**Exercise description**
Repeat the listing below word for word, leaving nothing out.
____ Extracted data
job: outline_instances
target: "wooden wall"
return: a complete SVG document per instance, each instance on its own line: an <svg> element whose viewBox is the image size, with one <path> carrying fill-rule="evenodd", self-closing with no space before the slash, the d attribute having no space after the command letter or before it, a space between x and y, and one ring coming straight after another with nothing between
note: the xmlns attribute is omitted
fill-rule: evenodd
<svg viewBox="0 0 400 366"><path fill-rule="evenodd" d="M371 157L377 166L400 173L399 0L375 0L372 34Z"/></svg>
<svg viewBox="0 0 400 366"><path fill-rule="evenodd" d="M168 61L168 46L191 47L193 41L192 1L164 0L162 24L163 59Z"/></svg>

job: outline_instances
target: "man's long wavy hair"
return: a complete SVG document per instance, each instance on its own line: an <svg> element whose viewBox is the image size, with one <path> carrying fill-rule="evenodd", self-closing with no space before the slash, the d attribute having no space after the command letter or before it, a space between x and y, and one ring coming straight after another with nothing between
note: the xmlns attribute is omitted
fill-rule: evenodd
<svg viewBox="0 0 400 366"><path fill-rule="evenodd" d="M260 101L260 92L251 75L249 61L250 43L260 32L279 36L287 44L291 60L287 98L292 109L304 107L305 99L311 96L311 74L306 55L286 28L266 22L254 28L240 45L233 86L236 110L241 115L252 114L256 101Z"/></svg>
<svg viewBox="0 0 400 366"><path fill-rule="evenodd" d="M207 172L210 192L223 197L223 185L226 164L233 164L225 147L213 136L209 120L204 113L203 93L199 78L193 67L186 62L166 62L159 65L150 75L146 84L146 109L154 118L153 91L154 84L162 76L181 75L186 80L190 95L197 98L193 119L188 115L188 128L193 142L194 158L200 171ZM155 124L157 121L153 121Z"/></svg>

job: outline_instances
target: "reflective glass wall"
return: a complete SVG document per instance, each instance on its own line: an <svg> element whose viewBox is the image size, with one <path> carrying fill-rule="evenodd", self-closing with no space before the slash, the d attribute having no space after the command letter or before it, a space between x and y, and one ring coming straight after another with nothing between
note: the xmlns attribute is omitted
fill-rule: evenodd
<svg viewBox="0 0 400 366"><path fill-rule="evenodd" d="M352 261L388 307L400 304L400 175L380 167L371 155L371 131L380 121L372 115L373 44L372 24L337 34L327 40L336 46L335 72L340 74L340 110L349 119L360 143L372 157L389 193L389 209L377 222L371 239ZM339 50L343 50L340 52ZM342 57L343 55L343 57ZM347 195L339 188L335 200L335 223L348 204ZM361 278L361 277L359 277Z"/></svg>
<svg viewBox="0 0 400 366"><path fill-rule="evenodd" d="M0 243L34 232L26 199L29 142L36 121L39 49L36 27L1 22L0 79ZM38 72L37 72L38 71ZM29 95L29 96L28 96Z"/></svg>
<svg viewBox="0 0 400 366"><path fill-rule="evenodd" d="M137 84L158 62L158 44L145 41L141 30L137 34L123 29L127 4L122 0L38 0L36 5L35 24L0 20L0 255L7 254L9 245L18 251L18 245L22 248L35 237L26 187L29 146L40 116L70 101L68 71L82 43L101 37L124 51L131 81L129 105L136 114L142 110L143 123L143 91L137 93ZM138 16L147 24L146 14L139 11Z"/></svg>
________
**Task answer**
job: outline_instances
target: "wooden wall"
return: a complete SVG document per instance, each instance on its own line: an <svg> element whose viewBox is the image size, with one <path> carrying fill-rule="evenodd", self-closing with no space before the slash, the d attribute having no space after the command letter or before it, a space between x and y, and one ring coming straight after another with nothing between
note: the xmlns attribute is omitted
fill-rule: evenodd
<svg viewBox="0 0 400 366"><path fill-rule="evenodd" d="M371 157L377 166L400 173L399 0L375 0L372 34Z"/></svg>
<svg viewBox="0 0 400 366"><path fill-rule="evenodd" d="M168 61L168 46L191 47L193 41L192 1L164 0L162 24L163 59Z"/></svg>

job: outline_instances
target: "man's long wavy hair"
return: a complete SVG document per instance, each instance on its own line: an <svg> element whose viewBox is the image size, with one <path> carrying fill-rule="evenodd", self-closing with no space before the slash, the d attribute having no space after the command letter or before it, a space between x and y, and one ring coming straight after another with nothing between
note: the xmlns attribute is omitted
fill-rule: evenodd
<svg viewBox="0 0 400 366"><path fill-rule="evenodd" d="M260 101L260 92L251 75L249 61L250 43L260 32L279 36L287 44L291 60L287 98L292 109L304 107L305 99L311 96L311 74L306 55L286 28L266 22L254 28L240 45L233 86L236 110L241 115L252 114L256 101Z"/></svg>
<svg viewBox="0 0 400 366"><path fill-rule="evenodd" d="M207 172L210 192L223 197L223 185L226 164L233 164L225 147L213 136L209 120L204 113L203 93L199 78L193 67L186 62L166 62L159 65L150 75L146 84L146 109L154 118L153 91L154 84L162 76L181 75L186 80L190 95L197 98L193 119L188 115L188 128L193 142L194 158L200 171ZM155 124L157 121L153 121Z"/></svg>

job: outline_instances
target: "reflective glass wall"
return: a complete SVG document per instance, each instance on its own line: an <svg> element whose viewBox is the image size, with one <path> carrying fill-rule="evenodd", self-closing with no space before the slash, the d attribute having no space after the command letter or before it, a space between x and y, and one ring coming straight after another with nothing between
note: the xmlns attribute is omitted
fill-rule: evenodd
<svg viewBox="0 0 400 366"><path fill-rule="evenodd" d="M352 261L388 307L400 304L400 175L380 167L371 155L371 131L380 121L372 115L373 44L372 24L337 34L327 40L336 46L335 72L340 74L340 110L349 119L360 143L372 157L389 193L389 209L377 222L371 239ZM339 50L343 50L340 52ZM342 57L343 55L343 57ZM347 195L339 188L335 200L335 223L348 204ZM361 278L361 277L359 277Z"/></svg>
<svg viewBox="0 0 400 366"><path fill-rule="evenodd" d="M0 243L34 232L26 199L29 142L36 121L39 49L36 27L1 22L0 79ZM38 72L37 72L38 71ZM29 95L29 96L28 96Z"/></svg>
<svg viewBox="0 0 400 366"><path fill-rule="evenodd" d="M137 84L158 62L158 44L145 41L141 30L137 34L123 29L127 4L122 0L38 0L36 5L35 24L0 20L0 255L7 254L9 245L18 251L18 245L22 248L35 237L26 187L29 146L40 116L70 101L68 71L82 43L101 37L124 51L131 81L129 105L136 114L142 110L143 123L143 91L137 93ZM138 16L147 24L146 14L139 11Z"/></svg>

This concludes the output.